Exercise goal - In Rep. Kim Schofield's story, rewrite the passage that opens with the words "My headache began" and closes with "for legislative business.", putting "demanding" in place of "vigorous".

Rep. Kim Schofield's Story
Georgia, District 60
Since 2000, I have been living with a chronic disease known as Systemic Lupus which ranges from mild to life threatening. In June 2018, I had been experiencing low back and neck pain for several weeks. I woke up every day with a gnawing headache and moderate to extreme pain. I used over the counter medications and lidocaine patches to manage my pain in order to continue with my daily routines. The pain was draining. It would take 3 months before I could see a specialist. I had a heavy travel schedule and deadlines to meet in the Georgia General Assembly.
My headache began to intensify. I began to feel dizzy, nauseous and began vomiting. One of the physicians checked my vitals and I was immediately sent to the emergency room. The high level of pain had raised my blood pressure to the point of a potential stroke. Having been triaged in the Emergency Room, I followed up with a Back and Spine Specialist. He prescribed nerve block injection in my back and neck to relieve the pain and which would allow me to continue on a vigorous travel schedule for legislative business.

Input data -
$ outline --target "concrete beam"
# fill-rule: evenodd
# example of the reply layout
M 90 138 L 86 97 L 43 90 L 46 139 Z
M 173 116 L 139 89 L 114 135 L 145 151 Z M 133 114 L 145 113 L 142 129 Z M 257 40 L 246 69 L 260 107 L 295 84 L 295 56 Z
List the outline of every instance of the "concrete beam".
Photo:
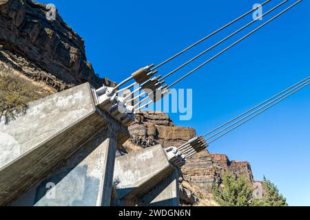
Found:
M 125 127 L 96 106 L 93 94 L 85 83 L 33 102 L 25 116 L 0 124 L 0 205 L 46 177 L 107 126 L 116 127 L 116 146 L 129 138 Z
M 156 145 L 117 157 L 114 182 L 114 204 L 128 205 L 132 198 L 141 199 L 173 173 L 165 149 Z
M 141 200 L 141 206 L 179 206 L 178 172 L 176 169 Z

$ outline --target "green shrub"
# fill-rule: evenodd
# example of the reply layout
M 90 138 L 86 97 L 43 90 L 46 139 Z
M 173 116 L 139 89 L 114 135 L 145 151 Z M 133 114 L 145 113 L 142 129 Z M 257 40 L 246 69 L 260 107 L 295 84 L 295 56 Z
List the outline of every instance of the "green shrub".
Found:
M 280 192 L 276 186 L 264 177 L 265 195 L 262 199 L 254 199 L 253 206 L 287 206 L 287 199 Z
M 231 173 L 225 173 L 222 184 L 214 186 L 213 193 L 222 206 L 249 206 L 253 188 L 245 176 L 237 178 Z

==

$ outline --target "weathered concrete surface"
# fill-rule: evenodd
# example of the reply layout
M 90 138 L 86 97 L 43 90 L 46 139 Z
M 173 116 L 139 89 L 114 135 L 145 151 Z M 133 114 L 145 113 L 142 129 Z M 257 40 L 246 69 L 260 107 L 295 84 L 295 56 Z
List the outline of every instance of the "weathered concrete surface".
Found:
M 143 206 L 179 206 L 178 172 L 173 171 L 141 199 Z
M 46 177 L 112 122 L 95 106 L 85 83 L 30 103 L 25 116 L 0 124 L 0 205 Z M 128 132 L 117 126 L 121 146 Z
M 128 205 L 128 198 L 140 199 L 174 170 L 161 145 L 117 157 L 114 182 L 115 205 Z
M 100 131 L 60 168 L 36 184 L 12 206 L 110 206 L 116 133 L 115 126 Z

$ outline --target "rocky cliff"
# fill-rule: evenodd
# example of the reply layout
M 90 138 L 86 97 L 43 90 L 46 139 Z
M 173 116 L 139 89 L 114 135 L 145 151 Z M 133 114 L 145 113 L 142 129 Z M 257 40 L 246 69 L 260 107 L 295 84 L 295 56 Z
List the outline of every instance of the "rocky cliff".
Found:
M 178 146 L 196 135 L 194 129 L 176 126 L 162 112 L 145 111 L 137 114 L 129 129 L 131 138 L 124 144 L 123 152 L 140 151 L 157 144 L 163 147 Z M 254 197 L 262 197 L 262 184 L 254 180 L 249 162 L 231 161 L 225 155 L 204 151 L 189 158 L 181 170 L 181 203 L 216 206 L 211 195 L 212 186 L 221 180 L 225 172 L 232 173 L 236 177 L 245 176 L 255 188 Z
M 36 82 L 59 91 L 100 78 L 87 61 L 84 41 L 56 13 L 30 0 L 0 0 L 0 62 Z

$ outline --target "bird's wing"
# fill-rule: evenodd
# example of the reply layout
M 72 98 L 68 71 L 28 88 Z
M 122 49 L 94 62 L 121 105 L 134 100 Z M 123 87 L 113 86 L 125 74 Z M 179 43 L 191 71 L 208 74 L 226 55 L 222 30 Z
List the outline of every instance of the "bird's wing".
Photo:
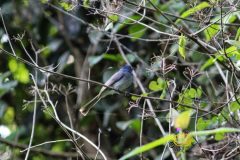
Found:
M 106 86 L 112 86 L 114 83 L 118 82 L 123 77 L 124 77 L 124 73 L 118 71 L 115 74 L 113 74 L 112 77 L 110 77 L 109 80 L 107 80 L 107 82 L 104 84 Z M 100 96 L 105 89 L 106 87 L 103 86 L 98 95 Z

--

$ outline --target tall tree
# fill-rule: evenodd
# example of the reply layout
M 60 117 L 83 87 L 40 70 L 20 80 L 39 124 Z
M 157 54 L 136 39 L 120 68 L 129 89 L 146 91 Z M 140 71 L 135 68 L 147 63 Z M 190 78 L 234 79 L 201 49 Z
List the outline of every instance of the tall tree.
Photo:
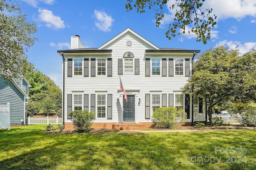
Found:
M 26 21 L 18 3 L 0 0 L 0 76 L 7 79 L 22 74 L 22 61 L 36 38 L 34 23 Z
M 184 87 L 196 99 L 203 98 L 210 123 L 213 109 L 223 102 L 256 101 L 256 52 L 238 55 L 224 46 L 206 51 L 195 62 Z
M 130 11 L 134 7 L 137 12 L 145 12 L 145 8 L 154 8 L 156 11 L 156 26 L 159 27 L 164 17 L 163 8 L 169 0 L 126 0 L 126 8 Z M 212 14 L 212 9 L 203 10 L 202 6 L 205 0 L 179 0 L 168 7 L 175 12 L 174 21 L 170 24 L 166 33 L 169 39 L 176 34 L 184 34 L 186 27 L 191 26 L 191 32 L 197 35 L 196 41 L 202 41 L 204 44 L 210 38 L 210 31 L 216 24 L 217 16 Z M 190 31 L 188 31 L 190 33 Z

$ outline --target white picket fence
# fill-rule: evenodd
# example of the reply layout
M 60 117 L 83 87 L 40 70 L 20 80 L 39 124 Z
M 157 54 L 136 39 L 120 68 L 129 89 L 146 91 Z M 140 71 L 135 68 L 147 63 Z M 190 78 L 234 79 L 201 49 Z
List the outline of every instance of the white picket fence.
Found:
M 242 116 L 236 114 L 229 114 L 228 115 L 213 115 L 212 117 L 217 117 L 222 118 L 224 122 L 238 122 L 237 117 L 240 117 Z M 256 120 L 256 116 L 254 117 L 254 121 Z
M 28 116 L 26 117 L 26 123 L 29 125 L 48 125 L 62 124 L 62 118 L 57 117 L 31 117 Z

Task answer -
My headache began to intensify. I began to feel dizzy, nauseous and began vomiting. One of the physicians checked my vitals and I was immediately sent to the emergency room. The high level of pain had raised my blood pressure to the point of a potential stroke. Having been triaged in the Emergency Room, I followed up with a Back and Spine Specialist. He prescribed nerve block injection in my back and neck to relieve the pain and which would allow me to continue on a demanding travel schedule for legislative business.